TEXT SECTION:
# # # # #
BROOKSVILLE — County commissioners on Wednesday approved a plan to build a four-story assisted living facility on property beside the Springbrook Hospital over the objection of neighbors.
Commissioners voted 4-1 for a "special exception'' to allow the facility on land classified in the county's Comprehensive Plan as rural. Several residents wanted a no vote, with some saying they bought their properties because they believed the rural designation on the land would protect them from the kind of development they fled when they moved here from urban areas.
But Don Lacey of Coastal Engineering, speaking for the owner, Equity Trust Co., argued that an assisted living facility would be a good transition between the commercial corridor to the north along Cortez Boulevard and the rural residential area to the south.
The plan also calls for putting the facility on the northern part of the 19.3-acre site and building a road on the southern part, which would allow traffic on Grove Road a new way to travel west to Barclay Avenue.
Motorists traveling on Grove Road now face a dangerous and soon-to-be-prohibited left turn onto Cortez to travel west or must turn right and head east before finding a turn-around.
The plan for the new facility would connect Grove Road with new access to Lucky Lane. Lacey said that would help residents further south on Grove Road by moving traffic away from them.
Residents in the area didn't see it that way.
Vincent Ambrosino said his mother has owned property next door to the proposed facility for years and he was disturbed at the thought of having a four-story building where people could look down into their yard.
Traffic would increase. Wildlife would disappear, Ambrosino said. "I don't want to see Hernando County get trashed,'' he said.
"There are so many things they're not addressing,'' Ambrosino said. "I'd like to keep it the agricultural-residential that it is for my children and my grandchildren.''
Grove Road resident Dan Miller argued that he bought his property because he thought the zoning would protect his investment. "I moved out of Largo to get away from the development and the high-rises,'' he said. "I'm asking you to protect us by enforcing the codes.''
"We're not ready for this,'' said Angela Budde, whose mother's property on Lucky Lane would front on the connection to the new access road. She pointed out that just a couple of years ago she had goats and chickens on the site and that the noise from the existing commercial development to the north has already taken away the peace in their area.
# # # # #
SUPPLIED INFORMATION:
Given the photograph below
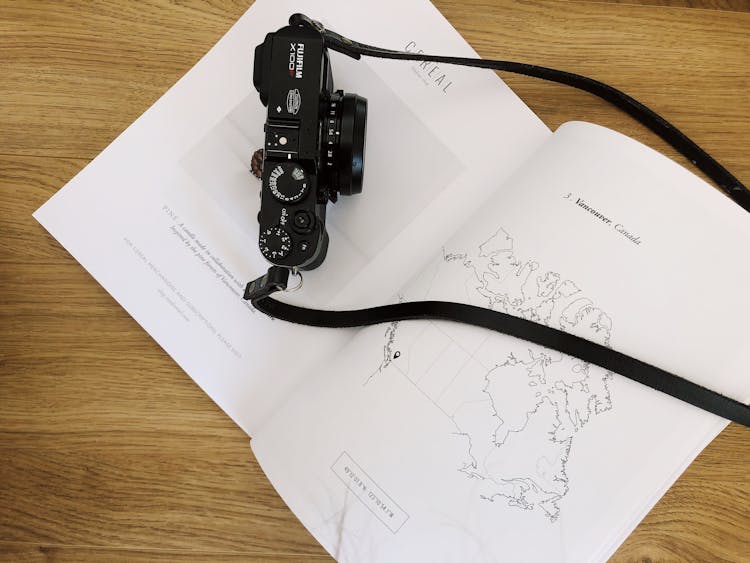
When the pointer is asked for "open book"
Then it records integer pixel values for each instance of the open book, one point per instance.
(417, 439)
(438, 441)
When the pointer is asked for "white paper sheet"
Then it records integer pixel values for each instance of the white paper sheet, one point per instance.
(164, 218)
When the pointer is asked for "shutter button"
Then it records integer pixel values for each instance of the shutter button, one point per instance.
(303, 222)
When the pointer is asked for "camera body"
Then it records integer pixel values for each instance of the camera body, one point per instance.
(313, 149)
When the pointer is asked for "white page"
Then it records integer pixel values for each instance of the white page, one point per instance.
(434, 441)
(165, 217)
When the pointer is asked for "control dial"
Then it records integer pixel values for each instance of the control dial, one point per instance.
(288, 182)
(275, 243)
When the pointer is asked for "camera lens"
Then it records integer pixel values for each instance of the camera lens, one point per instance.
(343, 145)
(352, 144)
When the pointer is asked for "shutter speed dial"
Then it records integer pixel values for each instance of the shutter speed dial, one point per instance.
(275, 243)
(288, 182)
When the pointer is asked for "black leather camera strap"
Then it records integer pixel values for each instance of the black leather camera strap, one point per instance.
(260, 290)
(276, 279)
(646, 116)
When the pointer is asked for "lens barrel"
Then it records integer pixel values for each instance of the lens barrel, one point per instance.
(352, 144)
(343, 143)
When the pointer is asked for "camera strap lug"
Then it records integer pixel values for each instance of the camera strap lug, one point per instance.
(276, 279)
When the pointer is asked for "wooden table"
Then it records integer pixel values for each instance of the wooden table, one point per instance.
(109, 451)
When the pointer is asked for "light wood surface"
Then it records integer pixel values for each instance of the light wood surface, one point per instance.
(108, 451)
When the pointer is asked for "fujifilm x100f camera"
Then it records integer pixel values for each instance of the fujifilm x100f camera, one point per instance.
(314, 145)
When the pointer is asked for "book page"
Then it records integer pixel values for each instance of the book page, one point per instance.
(438, 441)
(165, 217)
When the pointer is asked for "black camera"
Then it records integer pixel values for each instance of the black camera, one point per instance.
(314, 144)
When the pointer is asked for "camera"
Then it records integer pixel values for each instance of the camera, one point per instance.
(314, 144)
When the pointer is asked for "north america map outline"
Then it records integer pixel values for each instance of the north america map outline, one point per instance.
(516, 406)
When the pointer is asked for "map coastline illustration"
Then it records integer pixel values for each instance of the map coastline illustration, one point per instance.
(517, 406)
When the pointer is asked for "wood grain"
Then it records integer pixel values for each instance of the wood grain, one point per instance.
(108, 451)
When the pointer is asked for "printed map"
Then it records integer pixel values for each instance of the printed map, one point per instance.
(517, 406)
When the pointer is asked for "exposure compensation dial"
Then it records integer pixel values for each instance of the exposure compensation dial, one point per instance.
(288, 182)
(275, 243)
# # # # #
EXERCISE OBJECTIVE: Copy the article from "Commissioners voted 4-1" to "from urban areas.", inclusive, and put "agricultural" wherever "rural" appears.

RESULT OF THE EXERCISE:
Commissioners voted 4-1 for a "special exception'' to allow the facility on land classified in the county's Comprehensive Plan as agricultural. Several residents wanted a no vote, with some saying they bought their properties because they believed the agricultural designation on the land would protect them from the kind of development they fled when they moved here from urban areas.